Start of EXERCISE TEXT
To the east of Surface 106 was a rectangular cutting (L107; 0.85 × 2.00 m; Fig. 6)— probably an entrance to a burial cave; it may have destroyed the winepress’s collecting vat. Two vertical shafts (L104, L108) hewn in the northern and eastern parts of the rock outcrop led to an underground cavity located beneath the hewn winepress.A channel (0.9 × 1.0 m, 1.7 m excavated depth; Fig. 7), natural in part and roughly hewn in part, led to Shaft 104 from the west; it is not clear whether the channel was in any way associated with the winepress’s treading floor. Shaft 104 may have been cut into the winepress’s original collecting vat and thus destroyed it. Shaft 108 (0.9 m diam., 1.2 m excavated depth; Fig. 8) was carelessly hewn, and a square frame was cut around its mouth.
Four round cupmarks (L117, L119, L121) were also hewn into the rock outcrop; these may have served for milling and grinding grain.
End of EXERCISE TEXT
Start of DATA RECORDS
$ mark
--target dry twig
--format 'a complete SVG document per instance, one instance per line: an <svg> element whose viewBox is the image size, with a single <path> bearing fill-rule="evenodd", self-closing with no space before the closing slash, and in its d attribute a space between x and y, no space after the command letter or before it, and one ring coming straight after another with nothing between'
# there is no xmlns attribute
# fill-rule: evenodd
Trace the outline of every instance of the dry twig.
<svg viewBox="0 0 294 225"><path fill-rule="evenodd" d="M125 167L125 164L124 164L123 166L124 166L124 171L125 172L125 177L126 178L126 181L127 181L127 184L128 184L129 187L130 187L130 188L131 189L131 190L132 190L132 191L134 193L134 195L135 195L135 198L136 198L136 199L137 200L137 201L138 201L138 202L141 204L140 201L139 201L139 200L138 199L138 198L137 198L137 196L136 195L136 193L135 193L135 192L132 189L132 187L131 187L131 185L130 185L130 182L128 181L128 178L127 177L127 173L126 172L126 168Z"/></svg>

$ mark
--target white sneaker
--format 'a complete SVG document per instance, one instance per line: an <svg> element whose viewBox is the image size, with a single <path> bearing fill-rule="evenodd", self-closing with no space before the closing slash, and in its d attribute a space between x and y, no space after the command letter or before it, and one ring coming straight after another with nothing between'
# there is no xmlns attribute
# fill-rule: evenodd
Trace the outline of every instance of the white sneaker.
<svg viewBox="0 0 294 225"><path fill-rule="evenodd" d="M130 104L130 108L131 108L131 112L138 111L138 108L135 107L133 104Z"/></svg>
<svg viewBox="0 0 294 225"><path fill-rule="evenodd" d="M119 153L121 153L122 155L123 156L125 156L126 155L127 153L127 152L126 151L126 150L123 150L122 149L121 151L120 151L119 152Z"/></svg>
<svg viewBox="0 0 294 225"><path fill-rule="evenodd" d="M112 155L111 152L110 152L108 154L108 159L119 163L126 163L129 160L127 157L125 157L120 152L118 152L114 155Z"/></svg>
End of DATA RECORDS
According to the excavation text, what was cut around the mouth of Shaft 108?

REPLY TO THE EXERCISE:
A square frame.